● **Entries pointing to named objects**:
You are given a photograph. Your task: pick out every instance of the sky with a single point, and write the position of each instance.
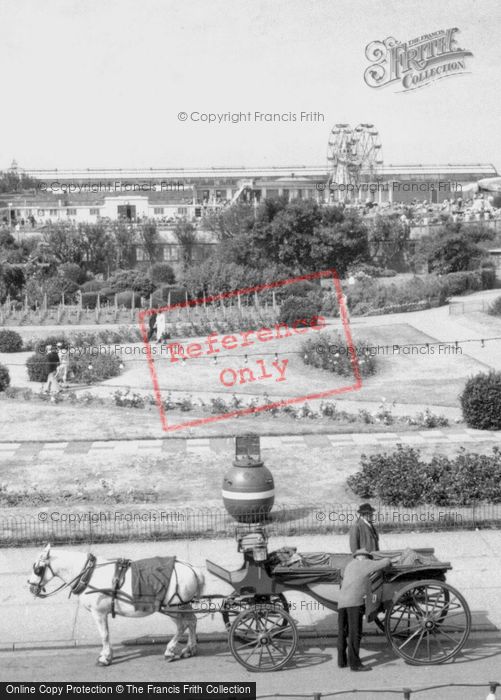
(100, 83)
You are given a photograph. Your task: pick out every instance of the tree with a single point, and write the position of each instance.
(124, 242)
(99, 247)
(12, 281)
(452, 249)
(230, 222)
(339, 245)
(186, 236)
(388, 238)
(150, 240)
(64, 243)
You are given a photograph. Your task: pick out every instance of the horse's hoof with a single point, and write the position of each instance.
(103, 663)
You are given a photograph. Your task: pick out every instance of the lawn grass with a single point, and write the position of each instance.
(35, 421)
(180, 479)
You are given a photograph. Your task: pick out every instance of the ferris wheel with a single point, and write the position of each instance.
(353, 155)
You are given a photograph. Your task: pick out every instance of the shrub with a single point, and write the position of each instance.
(330, 352)
(38, 367)
(488, 275)
(330, 305)
(296, 309)
(10, 341)
(72, 272)
(495, 307)
(481, 401)
(4, 378)
(402, 478)
(461, 282)
(162, 273)
(40, 344)
(89, 300)
(92, 286)
(131, 279)
(89, 367)
(128, 298)
(371, 270)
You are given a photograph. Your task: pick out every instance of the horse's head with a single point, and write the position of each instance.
(42, 573)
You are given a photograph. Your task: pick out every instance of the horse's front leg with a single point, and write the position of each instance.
(170, 653)
(101, 619)
(190, 621)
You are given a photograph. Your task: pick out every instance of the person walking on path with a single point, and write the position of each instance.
(64, 366)
(362, 533)
(152, 323)
(161, 324)
(351, 608)
(52, 385)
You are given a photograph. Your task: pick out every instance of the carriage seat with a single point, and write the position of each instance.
(311, 567)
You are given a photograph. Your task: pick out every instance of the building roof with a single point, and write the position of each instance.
(292, 171)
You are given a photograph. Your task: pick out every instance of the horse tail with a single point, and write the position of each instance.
(199, 574)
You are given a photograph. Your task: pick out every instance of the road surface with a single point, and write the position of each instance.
(314, 669)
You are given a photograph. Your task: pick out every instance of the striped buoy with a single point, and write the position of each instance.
(248, 491)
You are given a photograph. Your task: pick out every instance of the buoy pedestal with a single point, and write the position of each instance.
(248, 486)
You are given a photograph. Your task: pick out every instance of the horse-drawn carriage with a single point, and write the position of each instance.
(426, 621)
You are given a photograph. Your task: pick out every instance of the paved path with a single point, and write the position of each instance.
(207, 445)
(313, 669)
(28, 622)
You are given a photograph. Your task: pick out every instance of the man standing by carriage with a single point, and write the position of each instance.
(351, 607)
(363, 534)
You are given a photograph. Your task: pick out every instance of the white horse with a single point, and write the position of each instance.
(88, 576)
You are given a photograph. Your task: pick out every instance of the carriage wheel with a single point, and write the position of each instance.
(428, 622)
(232, 606)
(263, 638)
(380, 618)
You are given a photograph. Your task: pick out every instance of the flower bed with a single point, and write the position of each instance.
(402, 478)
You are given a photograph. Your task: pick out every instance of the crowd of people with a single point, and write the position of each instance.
(58, 361)
(425, 213)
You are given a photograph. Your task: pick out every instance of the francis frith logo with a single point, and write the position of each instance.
(415, 63)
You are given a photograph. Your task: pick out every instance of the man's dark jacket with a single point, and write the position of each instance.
(363, 536)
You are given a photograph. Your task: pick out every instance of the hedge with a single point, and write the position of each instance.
(295, 309)
(86, 366)
(495, 307)
(481, 401)
(38, 367)
(330, 352)
(10, 341)
(402, 478)
(4, 378)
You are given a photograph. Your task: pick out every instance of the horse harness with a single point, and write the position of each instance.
(77, 585)
(82, 581)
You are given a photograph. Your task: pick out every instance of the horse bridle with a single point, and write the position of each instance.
(77, 584)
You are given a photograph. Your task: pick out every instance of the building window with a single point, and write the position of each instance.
(171, 253)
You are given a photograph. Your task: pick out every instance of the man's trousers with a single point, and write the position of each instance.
(350, 621)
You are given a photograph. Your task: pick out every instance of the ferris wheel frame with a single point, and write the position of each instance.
(354, 155)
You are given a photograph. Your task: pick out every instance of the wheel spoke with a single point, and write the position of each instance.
(408, 639)
(418, 643)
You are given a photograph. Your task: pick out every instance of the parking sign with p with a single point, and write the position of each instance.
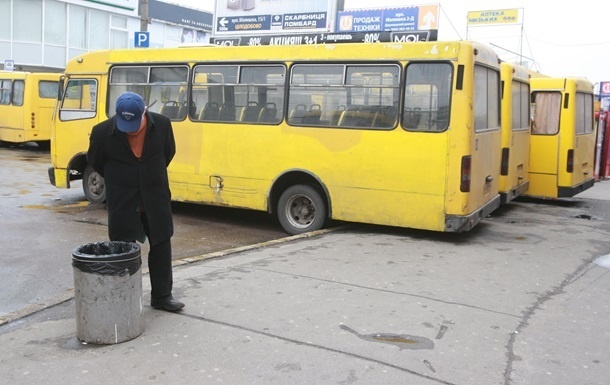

● **Exercise objective**:
Pull out each line above that contains the word "building" and copy it.

● **Final result**:
You are given a photograph. Your task: pick out every instance of the building roof with a single point, and write the position of each instance.
You are given a photograph. Your task: pick out every instance of the building window with a single point, and write the position of each instance.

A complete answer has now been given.